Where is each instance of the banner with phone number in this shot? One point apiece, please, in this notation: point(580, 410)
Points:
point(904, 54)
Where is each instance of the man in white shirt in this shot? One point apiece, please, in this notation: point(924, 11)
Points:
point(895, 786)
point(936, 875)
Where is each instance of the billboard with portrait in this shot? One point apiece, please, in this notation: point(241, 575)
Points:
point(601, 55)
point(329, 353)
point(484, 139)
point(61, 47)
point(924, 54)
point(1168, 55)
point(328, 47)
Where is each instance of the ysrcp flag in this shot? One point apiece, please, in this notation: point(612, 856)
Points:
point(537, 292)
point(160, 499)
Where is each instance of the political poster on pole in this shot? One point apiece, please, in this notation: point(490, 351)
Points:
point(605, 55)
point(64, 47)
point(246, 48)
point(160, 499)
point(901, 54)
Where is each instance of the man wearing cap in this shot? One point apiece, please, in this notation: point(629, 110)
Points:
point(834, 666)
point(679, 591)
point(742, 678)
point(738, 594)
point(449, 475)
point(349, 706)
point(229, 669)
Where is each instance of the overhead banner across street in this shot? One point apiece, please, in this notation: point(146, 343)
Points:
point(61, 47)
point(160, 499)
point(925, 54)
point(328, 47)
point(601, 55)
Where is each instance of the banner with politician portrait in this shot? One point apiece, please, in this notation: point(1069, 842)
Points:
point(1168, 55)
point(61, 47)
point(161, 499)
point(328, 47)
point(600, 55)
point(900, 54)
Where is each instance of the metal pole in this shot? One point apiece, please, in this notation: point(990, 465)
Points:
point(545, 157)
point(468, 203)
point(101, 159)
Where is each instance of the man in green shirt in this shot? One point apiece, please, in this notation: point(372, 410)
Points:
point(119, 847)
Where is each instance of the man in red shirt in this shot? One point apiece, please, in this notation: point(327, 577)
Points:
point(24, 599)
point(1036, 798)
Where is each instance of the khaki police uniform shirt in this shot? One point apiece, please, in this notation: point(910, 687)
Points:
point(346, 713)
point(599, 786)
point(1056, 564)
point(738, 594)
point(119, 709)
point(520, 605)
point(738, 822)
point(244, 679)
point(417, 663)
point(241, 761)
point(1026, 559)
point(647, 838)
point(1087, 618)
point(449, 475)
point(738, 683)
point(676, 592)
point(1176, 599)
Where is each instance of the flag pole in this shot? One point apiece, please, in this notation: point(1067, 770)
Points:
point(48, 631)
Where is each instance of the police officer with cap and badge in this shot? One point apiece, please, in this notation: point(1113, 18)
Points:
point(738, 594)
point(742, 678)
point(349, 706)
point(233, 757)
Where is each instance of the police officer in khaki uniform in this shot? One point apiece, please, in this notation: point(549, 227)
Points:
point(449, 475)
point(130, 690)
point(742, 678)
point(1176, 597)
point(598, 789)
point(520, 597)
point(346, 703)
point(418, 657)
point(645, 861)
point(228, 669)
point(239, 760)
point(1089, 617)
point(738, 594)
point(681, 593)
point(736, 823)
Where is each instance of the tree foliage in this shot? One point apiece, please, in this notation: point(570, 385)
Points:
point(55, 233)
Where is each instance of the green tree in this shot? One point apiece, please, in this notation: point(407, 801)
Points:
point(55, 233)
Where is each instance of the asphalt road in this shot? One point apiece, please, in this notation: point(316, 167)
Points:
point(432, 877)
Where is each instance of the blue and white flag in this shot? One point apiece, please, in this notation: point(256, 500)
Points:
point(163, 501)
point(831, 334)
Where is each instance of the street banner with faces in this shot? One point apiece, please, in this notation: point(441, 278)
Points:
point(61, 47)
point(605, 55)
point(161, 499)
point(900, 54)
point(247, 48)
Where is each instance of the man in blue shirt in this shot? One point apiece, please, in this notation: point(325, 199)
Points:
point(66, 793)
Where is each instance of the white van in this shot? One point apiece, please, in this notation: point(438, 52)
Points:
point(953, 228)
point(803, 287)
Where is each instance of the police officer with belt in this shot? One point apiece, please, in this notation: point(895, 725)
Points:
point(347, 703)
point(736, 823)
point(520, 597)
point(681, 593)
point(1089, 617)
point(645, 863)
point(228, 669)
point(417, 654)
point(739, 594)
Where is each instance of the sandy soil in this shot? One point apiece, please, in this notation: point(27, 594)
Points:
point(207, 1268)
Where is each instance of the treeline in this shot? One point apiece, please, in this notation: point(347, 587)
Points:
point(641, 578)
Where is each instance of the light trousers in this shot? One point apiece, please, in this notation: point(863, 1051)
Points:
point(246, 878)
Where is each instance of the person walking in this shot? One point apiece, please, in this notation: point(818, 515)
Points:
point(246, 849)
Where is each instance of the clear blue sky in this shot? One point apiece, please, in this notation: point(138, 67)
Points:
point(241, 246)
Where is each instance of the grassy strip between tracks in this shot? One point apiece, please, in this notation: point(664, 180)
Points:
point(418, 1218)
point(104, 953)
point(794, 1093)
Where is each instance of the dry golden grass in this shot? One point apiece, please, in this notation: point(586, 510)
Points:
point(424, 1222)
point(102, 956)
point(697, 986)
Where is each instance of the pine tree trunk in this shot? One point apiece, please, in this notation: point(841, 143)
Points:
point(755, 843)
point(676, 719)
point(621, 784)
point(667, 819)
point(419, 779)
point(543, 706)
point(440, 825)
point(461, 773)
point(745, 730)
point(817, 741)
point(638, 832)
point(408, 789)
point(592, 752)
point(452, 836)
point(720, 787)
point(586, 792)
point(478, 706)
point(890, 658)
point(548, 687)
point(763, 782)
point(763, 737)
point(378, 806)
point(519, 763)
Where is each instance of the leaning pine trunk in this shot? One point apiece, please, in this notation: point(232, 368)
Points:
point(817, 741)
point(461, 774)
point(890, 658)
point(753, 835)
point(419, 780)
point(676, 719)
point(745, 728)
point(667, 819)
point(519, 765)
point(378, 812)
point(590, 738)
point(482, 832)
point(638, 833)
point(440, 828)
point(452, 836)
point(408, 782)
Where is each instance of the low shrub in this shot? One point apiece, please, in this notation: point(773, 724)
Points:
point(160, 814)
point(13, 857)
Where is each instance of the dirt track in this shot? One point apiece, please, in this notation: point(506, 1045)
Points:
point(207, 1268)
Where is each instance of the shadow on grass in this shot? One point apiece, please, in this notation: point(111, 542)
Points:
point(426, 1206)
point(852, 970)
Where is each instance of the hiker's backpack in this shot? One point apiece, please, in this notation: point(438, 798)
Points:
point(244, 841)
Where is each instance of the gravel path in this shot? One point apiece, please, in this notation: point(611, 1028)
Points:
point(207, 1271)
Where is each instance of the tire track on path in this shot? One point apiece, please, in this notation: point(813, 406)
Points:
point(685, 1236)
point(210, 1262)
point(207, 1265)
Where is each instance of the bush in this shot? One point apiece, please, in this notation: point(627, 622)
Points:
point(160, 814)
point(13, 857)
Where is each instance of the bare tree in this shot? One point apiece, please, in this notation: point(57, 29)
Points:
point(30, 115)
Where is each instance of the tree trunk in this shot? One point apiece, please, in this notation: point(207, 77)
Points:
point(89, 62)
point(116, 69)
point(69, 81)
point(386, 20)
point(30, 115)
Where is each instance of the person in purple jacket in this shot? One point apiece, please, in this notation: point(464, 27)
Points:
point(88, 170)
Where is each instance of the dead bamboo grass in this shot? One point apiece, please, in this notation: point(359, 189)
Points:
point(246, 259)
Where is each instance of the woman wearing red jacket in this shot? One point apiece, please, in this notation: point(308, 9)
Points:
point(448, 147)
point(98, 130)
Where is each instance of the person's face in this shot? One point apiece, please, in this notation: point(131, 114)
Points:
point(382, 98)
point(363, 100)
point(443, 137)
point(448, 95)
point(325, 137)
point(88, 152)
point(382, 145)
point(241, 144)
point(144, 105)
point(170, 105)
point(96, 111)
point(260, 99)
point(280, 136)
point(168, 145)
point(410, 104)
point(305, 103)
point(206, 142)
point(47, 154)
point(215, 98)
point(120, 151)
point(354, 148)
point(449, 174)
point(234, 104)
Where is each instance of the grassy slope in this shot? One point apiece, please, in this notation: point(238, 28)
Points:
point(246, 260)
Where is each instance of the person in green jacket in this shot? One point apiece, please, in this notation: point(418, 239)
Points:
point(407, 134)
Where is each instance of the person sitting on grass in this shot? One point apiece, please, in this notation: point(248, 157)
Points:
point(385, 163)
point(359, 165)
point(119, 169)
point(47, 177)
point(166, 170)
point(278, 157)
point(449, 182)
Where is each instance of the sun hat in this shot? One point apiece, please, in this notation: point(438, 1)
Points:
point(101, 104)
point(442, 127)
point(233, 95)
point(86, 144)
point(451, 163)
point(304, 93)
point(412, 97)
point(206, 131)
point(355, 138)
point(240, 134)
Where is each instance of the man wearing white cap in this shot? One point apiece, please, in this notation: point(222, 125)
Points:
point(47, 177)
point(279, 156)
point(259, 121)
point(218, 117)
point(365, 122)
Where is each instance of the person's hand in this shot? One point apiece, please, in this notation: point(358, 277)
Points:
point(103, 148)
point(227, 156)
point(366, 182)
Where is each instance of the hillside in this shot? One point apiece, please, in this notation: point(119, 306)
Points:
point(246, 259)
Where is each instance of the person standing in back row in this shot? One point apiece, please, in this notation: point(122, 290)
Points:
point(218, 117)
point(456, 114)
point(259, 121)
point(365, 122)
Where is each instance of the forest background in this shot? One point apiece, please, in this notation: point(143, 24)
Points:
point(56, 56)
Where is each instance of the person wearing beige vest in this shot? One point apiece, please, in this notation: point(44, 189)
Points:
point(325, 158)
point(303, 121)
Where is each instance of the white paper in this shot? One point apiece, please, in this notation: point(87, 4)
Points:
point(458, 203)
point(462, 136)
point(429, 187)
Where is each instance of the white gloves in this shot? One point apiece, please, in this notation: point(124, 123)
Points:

REQUIRED WORK:
Among the entries above, identify all lines with "street" and copy them.

WRITTEN RESPONSE:
Where is each instance of the overhead banner across street in this shot? One point apiece, please, in this notation: point(146, 343)
Where is each instance of the street banner with faces in this shot? One point apiece, please, in this notation: point(441, 278)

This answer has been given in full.